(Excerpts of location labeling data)
• • •

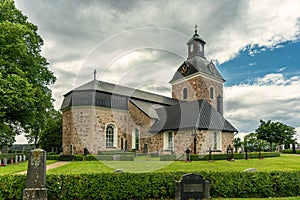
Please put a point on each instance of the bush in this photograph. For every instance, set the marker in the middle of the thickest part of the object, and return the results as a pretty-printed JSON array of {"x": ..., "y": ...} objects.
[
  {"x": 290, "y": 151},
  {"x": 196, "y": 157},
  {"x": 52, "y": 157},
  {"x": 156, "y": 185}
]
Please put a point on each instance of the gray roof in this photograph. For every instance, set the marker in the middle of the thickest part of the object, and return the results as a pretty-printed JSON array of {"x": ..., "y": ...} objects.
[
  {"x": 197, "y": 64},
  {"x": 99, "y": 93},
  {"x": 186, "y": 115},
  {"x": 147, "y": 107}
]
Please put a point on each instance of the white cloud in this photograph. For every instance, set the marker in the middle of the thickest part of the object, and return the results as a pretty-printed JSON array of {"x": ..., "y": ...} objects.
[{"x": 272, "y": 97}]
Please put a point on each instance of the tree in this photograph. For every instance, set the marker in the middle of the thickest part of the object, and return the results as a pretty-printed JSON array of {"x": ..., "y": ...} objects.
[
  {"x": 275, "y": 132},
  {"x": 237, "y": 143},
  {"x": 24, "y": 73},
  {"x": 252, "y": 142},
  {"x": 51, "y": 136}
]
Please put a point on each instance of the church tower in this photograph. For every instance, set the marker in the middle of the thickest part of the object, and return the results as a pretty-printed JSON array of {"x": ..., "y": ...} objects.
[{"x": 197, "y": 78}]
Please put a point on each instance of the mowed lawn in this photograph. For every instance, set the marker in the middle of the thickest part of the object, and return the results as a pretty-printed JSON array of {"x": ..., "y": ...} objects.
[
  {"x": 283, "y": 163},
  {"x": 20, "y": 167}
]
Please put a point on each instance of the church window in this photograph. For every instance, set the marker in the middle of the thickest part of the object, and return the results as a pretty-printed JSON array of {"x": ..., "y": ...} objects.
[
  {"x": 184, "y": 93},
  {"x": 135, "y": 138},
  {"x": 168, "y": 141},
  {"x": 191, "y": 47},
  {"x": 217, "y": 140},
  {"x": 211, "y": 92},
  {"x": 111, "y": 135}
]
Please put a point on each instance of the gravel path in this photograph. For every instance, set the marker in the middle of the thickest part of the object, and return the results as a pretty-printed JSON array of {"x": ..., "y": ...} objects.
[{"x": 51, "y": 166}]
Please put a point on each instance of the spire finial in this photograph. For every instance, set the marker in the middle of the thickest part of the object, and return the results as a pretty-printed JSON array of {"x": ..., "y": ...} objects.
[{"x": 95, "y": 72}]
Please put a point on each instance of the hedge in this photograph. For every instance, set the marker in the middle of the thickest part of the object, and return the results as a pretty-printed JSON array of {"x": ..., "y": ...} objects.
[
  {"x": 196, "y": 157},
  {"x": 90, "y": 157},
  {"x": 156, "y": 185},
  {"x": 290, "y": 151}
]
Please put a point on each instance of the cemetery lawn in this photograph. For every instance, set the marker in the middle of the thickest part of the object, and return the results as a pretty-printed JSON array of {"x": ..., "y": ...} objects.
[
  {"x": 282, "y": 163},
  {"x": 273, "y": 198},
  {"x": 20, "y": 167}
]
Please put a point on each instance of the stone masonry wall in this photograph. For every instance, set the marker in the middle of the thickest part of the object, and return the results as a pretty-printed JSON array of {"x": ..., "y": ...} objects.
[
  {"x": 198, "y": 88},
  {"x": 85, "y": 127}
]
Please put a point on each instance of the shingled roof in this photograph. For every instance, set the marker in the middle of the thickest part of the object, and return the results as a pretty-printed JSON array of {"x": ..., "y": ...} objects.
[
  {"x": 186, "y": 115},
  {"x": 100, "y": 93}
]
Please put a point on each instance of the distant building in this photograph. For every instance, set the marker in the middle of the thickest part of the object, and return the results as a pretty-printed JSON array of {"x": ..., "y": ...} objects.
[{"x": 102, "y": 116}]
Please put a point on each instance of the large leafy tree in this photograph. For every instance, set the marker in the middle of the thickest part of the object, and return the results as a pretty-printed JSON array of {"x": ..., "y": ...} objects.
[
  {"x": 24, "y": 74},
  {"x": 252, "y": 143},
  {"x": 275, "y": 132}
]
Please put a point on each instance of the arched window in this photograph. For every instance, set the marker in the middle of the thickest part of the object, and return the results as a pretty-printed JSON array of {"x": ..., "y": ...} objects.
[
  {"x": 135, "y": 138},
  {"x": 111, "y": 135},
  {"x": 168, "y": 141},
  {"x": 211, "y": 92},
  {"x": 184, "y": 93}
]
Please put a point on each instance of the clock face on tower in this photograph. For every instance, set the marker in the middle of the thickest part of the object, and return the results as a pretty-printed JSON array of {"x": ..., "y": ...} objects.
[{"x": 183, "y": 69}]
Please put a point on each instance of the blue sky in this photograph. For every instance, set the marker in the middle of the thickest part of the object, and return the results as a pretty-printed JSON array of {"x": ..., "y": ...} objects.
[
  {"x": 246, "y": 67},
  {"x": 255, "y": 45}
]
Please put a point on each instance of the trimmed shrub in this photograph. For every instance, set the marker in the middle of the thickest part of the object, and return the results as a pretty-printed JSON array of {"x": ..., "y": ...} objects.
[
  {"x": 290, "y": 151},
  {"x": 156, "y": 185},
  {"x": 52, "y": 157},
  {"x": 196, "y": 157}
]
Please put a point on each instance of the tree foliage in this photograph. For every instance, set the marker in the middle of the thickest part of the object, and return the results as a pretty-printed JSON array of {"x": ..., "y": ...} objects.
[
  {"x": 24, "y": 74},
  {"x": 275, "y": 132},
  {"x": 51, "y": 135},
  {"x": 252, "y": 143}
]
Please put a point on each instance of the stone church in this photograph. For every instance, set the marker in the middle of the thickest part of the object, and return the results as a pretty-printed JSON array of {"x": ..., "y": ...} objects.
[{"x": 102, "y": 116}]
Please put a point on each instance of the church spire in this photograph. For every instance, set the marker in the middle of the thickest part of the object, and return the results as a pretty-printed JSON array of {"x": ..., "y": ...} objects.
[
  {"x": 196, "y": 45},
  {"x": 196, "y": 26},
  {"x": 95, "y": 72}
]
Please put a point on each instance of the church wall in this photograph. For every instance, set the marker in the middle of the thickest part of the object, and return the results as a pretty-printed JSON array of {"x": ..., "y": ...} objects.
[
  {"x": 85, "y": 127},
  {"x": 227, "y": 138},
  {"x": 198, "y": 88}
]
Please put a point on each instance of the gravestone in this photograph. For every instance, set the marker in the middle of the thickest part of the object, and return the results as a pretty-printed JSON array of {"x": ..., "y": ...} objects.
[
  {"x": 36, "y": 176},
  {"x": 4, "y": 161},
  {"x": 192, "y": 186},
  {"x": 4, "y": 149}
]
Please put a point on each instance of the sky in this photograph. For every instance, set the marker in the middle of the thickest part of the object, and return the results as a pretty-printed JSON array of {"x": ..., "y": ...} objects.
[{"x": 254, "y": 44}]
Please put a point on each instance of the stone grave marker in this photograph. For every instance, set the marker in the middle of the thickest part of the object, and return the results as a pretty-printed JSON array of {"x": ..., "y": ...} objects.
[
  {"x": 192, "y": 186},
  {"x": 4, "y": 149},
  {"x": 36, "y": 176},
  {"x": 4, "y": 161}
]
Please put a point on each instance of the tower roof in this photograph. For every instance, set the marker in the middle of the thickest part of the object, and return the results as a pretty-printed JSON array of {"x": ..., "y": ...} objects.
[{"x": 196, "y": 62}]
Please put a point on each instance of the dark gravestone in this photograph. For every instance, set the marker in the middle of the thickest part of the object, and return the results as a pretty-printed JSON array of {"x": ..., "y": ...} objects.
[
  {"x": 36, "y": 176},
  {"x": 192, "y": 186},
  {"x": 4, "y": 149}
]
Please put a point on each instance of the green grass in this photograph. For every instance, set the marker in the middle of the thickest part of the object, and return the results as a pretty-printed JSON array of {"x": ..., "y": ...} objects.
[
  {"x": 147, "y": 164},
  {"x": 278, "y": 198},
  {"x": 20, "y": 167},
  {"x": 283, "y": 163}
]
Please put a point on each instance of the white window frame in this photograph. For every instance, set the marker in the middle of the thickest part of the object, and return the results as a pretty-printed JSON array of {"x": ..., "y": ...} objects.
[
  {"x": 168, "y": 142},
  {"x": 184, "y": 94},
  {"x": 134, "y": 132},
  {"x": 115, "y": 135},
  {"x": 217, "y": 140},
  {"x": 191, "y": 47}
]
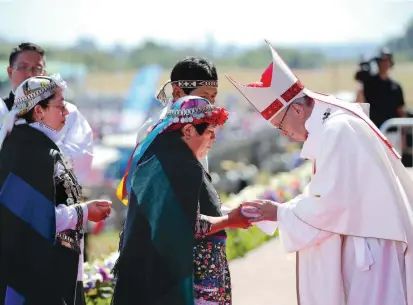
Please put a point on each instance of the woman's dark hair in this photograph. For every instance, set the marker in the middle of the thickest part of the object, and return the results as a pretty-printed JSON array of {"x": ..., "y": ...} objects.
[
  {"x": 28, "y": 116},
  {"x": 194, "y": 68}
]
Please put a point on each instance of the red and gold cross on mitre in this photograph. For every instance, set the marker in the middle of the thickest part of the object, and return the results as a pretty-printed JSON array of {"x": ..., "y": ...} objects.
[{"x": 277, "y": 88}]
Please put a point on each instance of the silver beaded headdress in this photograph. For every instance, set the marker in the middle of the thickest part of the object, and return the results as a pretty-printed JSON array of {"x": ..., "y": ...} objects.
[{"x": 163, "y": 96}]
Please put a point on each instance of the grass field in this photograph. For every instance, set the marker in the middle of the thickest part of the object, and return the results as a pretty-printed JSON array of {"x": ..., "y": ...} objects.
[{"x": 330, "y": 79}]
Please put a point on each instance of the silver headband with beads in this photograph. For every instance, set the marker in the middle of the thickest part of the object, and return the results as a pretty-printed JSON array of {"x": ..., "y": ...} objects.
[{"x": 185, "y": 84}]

• • •

[Task objective]
Recast the stretch of the data above as a numbered list, starting at the line that contains "Please put a point on each instance of the grass" and running through the end of the data, with both ends included. Omit any blank lines.

[Answer to this problem]
1. Please put a point on each instance of the grass field in this photograph. For every instance, set the marker in the middle of the thickest part of the object, and return the results as a pretty-printed JSON array of {"x": ..., "y": ...} objects.
2. [{"x": 330, "y": 79}]
3. Please put a point on each instance of the silver headband with beads in this photograph. For every instance, set the marker in the middle of the thickest part of the object, and return the results as a pretty-printed JSON array of {"x": ..., "y": ...} objects.
4. [{"x": 185, "y": 84}]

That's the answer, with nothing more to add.